Position identification records:
--- Begin ---

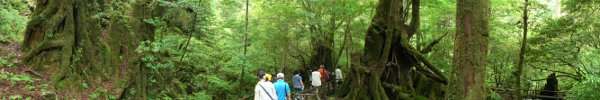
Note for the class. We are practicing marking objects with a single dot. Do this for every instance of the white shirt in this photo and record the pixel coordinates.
(261, 94)
(316, 78)
(338, 74)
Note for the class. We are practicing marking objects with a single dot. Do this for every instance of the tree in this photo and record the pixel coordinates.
(517, 85)
(470, 50)
(385, 70)
(71, 41)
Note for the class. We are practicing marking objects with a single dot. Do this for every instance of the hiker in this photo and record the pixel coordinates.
(282, 88)
(298, 84)
(338, 75)
(269, 78)
(316, 80)
(323, 73)
(309, 75)
(264, 90)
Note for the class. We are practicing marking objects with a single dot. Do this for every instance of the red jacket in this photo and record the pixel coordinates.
(324, 74)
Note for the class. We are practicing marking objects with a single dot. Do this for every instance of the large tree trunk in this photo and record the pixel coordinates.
(66, 41)
(470, 51)
(385, 70)
(519, 72)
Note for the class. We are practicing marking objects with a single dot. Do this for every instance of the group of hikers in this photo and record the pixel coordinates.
(269, 89)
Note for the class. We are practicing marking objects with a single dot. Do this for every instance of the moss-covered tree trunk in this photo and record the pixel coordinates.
(68, 40)
(470, 51)
(390, 68)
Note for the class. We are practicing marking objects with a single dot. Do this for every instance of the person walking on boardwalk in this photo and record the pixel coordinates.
(264, 90)
(282, 88)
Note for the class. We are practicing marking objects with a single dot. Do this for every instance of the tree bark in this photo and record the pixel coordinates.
(470, 51)
(519, 72)
(66, 41)
(385, 70)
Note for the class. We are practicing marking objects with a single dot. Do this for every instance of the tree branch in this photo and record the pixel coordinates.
(430, 46)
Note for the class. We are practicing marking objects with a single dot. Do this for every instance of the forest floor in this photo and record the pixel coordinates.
(16, 80)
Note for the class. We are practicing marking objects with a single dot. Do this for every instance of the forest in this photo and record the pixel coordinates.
(384, 49)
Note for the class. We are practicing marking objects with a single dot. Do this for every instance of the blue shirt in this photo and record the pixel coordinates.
(282, 89)
(297, 79)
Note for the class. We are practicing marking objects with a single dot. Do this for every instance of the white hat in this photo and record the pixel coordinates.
(280, 75)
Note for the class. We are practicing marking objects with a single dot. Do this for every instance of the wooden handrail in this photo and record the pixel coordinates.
(323, 85)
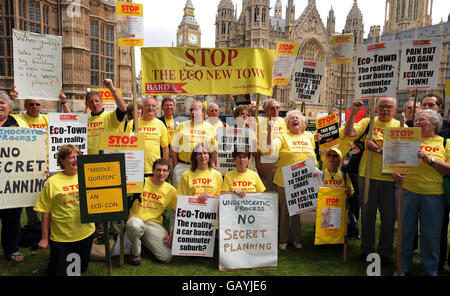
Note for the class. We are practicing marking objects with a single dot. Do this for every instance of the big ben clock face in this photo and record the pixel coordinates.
(193, 38)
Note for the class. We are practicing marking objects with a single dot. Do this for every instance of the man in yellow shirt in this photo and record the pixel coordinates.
(267, 163)
(382, 186)
(156, 134)
(146, 216)
(187, 136)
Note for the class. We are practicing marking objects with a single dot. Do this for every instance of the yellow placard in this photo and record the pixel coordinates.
(107, 200)
(206, 71)
(102, 174)
(330, 216)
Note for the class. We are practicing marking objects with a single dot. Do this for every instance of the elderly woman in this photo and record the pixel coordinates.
(296, 145)
(423, 195)
(62, 229)
(10, 218)
(201, 179)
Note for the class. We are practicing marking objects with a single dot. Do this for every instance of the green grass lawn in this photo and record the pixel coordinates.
(325, 260)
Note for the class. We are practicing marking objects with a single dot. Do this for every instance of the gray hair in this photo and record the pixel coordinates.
(5, 97)
(434, 117)
(295, 112)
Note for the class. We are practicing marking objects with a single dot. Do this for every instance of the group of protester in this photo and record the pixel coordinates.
(181, 159)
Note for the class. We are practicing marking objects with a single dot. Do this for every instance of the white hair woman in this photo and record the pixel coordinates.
(424, 194)
(294, 146)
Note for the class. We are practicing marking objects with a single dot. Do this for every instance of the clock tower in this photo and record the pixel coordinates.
(188, 33)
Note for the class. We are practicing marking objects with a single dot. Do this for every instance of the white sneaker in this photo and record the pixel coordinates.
(282, 246)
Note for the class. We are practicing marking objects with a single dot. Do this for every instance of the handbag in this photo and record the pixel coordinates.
(350, 163)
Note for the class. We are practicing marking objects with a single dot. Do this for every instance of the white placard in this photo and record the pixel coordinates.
(65, 128)
(306, 82)
(300, 186)
(248, 231)
(22, 166)
(195, 226)
(376, 70)
(37, 65)
(420, 61)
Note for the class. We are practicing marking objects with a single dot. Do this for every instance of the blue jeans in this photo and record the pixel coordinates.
(431, 210)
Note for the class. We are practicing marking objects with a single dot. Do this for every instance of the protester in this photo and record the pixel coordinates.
(290, 151)
(62, 229)
(241, 179)
(10, 218)
(146, 216)
(201, 179)
(382, 186)
(156, 134)
(266, 163)
(187, 136)
(423, 194)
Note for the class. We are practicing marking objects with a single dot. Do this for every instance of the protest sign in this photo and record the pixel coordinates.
(284, 62)
(227, 139)
(102, 188)
(65, 128)
(419, 64)
(201, 71)
(22, 166)
(377, 66)
(330, 217)
(248, 231)
(195, 226)
(107, 97)
(400, 147)
(342, 49)
(300, 186)
(37, 65)
(328, 127)
(132, 145)
(130, 16)
(307, 81)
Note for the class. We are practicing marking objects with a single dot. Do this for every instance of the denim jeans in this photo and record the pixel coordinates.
(431, 210)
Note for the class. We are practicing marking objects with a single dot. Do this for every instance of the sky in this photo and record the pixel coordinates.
(161, 20)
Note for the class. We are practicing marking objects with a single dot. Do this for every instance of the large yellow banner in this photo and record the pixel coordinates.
(206, 71)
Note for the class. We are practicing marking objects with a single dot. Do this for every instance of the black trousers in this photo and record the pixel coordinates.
(10, 230)
(59, 252)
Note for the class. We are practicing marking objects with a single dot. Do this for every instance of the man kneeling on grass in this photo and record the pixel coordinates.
(146, 216)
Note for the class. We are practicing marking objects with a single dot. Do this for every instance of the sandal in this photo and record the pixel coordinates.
(15, 257)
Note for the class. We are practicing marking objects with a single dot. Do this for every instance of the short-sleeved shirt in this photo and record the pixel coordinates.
(292, 149)
(247, 182)
(429, 180)
(156, 137)
(189, 134)
(59, 197)
(104, 122)
(195, 183)
(154, 201)
(377, 159)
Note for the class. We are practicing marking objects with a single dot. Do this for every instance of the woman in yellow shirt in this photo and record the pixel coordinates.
(62, 229)
(201, 179)
(294, 146)
(423, 195)
(241, 179)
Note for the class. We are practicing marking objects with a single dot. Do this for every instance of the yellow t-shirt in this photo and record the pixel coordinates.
(195, 183)
(292, 149)
(248, 181)
(429, 180)
(154, 201)
(40, 121)
(59, 197)
(377, 158)
(188, 134)
(156, 137)
(97, 124)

--- End ---

§ PROBLEM REQUIREMENTS
Retype the whole listing, keeping every line identical and omitting all pictures.

§ EXPECTED ANSWER
Note for the class. We are practicing marking objects with a single dot. Do this for every instance of the white shirt in this photo and record the pixel coordinates.
(261, 94)
(316, 78)
(338, 74)
Note for the class. We are practicing marking objects with a single dot. Do this for every instance of the tree in this photo and record the pixel coordinates.
(517, 85)
(470, 50)
(385, 70)
(71, 41)
Note for the class. We are practicing marking objects with a single dot. Do this for every instance of the hiker in this photo and record the pixel coordinates.
(282, 88)
(298, 84)
(338, 75)
(269, 78)
(316, 80)
(323, 73)
(309, 75)
(264, 90)
Note for the class. We are practicing marking objects with a single dot. Do this for every instance of the red jacket in this photo and record the pixel coordinates.
(324, 74)
Note for the class. We are practicing marking objects with a single dot. Do this for every instance of the large tree trunk in this photo and record the pixel coordinates.
(66, 41)
(470, 51)
(385, 70)
(519, 72)
Note for the class. We are practicing marking objects with a single dot. Do this for every instance of the group of hikers in this photo and record the pixel coordinates.
(269, 89)
Note for the class. We are practicing marking objects with a single dot. Do this for every instance of the moss-covered tree trunk in this photo and record the pixel coordinates.
(68, 40)
(470, 51)
(390, 68)
Note for the class. We are practicing marking objects with a single dot. Do this for every instance of the person walking on boardwalk in this photo and record the pixel coordinates.
(264, 90)
(282, 88)
Note for the class. We are practicing marking objects with a single dot. Do this for every instance of the tree bark in this photo and record the pixel coordinates.
(470, 51)
(519, 72)
(66, 41)
(385, 70)
Note for the class. We are practicing marking objects with a single dot. Do this for every instance of the tree branch in this photo and record the pixel coordinates.
(430, 46)
Note for the class. We are practicing marking objects with a single dot. Do this for every instance of the forest floor in this photo and record the pixel coordinates.
(16, 80)
Note for the class. We are practicing marking objects with a single dot. Do this for every instance of the forest in this photo and record the pixel coordinates.
(384, 49)
Note for the class. We are practicing marking objects with a single dot. Do this for every instance of the blue shirt in this photo and record the pixel coordinates.
(282, 89)
(297, 79)
Note for the class. We are practicing marking objects with a single dot. Do this for every instance of the white hat in this photo and record the pixel coordinates.
(280, 75)
Note for the class. We are practicing marking objects with a single dot. Do this for every instance of the wooden handrail in this photo and record the pixel coordinates.
(323, 85)
Note for the class. We are practicing marking objects with a single dot. Do this for every instance of the big ben clock face in this photo and record the pixel coordinates.
(193, 38)
Note for the class. We are practicing marking objects with a single dot. Do this for every instance of the man in yellow shirt in this photo and record the pixel coordinates.
(267, 163)
(382, 186)
(156, 134)
(146, 216)
(187, 136)
Note for the class. We are practicing marking objects with a single dot. Do this for every instance of the yellow placard in this photo and record the pixel coordinates.
(107, 200)
(206, 71)
(102, 174)
(330, 216)
Note for the class. We are practicing marking objects with a single dot. Do this for every instance of the elderly woman in this photo and record the pixel coordinates.
(296, 145)
(423, 195)
(62, 229)
(10, 218)
(201, 179)
Note for the class. We are practicing marking objects with a single dot. Do this for every instance of the green grass lawn in this photo and record the pixel coordinates.
(325, 260)
Note for the class. We are practicing marking objects with a single dot. Do this for every instance of the gray hair in this photo and record the pixel coordinates.
(5, 97)
(434, 117)
(295, 112)
Note for the class. We are practicing marking objects with a single dot. Do this for every instance of the group of protester in this photo and record the pixel coordinates.
(181, 159)
Note for the class. We are practicing marking objects with a single dot. Do this for every instance of the white hair woman in this photo and record the pixel coordinates.
(424, 194)
(294, 146)
Note for the class. We are practicing marking objects with a single dot. Do this for every instance of the clock tower in this photo and record the pixel coordinates.
(188, 33)
Note for the class. We are practicing marking objects with a single dot. Do this for every instance of the white sneaker in this photo and record the pixel coordinates.
(282, 246)
Note for the class. We are practicing marking objects with a single dot. Do this for every instance of the handbag in this photo and record the pixel coordinates.
(350, 163)
Note for the class. We are practicing marking objects with a single dot. Do this for every instance of the white placard in this photo and record the pixel coordinates.
(65, 128)
(306, 82)
(300, 186)
(248, 231)
(22, 166)
(195, 226)
(376, 70)
(37, 65)
(420, 61)
Note for the class. We are practicing marking objects with a single dot. Do this for every instance of the blue jeans in this photo and record the pixel coordinates.
(431, 210)
Note for the class. We are practicing marking objects with a single dot. Do this for every instance of the protester in this photo and record the pixel coordinates.
(290, 151)
(62, 229)
(241, 179)
(10, 218)
(146, 216)
(201, 179)
(382, 186)
(156, 134)
(266, 163)
(187, 136)
(423, 194)
Note for the class. We are practicing marking objects with a single dot. Do this for every instance of the protest sign in this photo and record the pixel coordinates.
(284, 62)
(227, 139)
(102, 188)
(65, 128)
(419, 64)
(201, 71)
(22, 166)
(377, 66)
(330, 217)
(248, 231)
(195, 226)
(107, 97)
(400, 147)
(342, 49)
(300, 186)
(37, 65)
(328, 127)
(132, 145)
(130, 16)
(307, 81)
Note for the class. We are practicing marking objects with a single dot. Do this for every instance of the denim jeans in this photo and record the pixel coordinates.
(431, 210)
Note for the class. We are practicing marking objects with a single dot. Do this for every instance of the sky in this photo and record the pixel coordinates.
(161, 20)
Note for the class. We are practicing marking objects with a single dot. Do this for every instance of the large yellow banner in this photo and record the pixel coordinates.
(206, 71)
Note for the class. We are practicing marking objects with a single dot. Do this for every instance of the black trousers in this photo and record the pixel coordinates.
(10, 230)
(59, 252)
Note for the class. We are practicing marking objects with a single dot. Do this for every instance of the man kneeling on grass in this photo and record the pixel coordinates.
(146, 216)
Note for the class. We are practicing marking objects with a single dot. Do this for every instance of the sandal in this photo and record the pixel coordinates.
(15, 257)
Note for the class. We are practicing marking objects with a single dot. Do this for every instance of the short-sleeved shirt in this photo and record the pixel coordinates.
(292, 149)
(247, 182)
(429, 180)
(156, 137)
(189, 134)
(59, 197)
(104, 122)
(195, 183)
(154, 201)
(377, 159)
Note for the class. We are practicing marking objects with a single dot. Do this for every instance of the woman in yellow shirt in this photo and record the pixel coordinates.
(62, 229)
(201, 179)
(294, 146)
(423, 195)
(241, 179)
Note for the class. We are practicing marking objects with a single dot. Do this for every instance of the yellow t-shirt in this photo and record the pixel coordinates.
(195, 183)
(292, 149)
(248, 181)
(429, 180)
(154, 201)
(40, 121)
(59, 197)
(377, 158)
(188, 134)
(156, 137)
(97, 124)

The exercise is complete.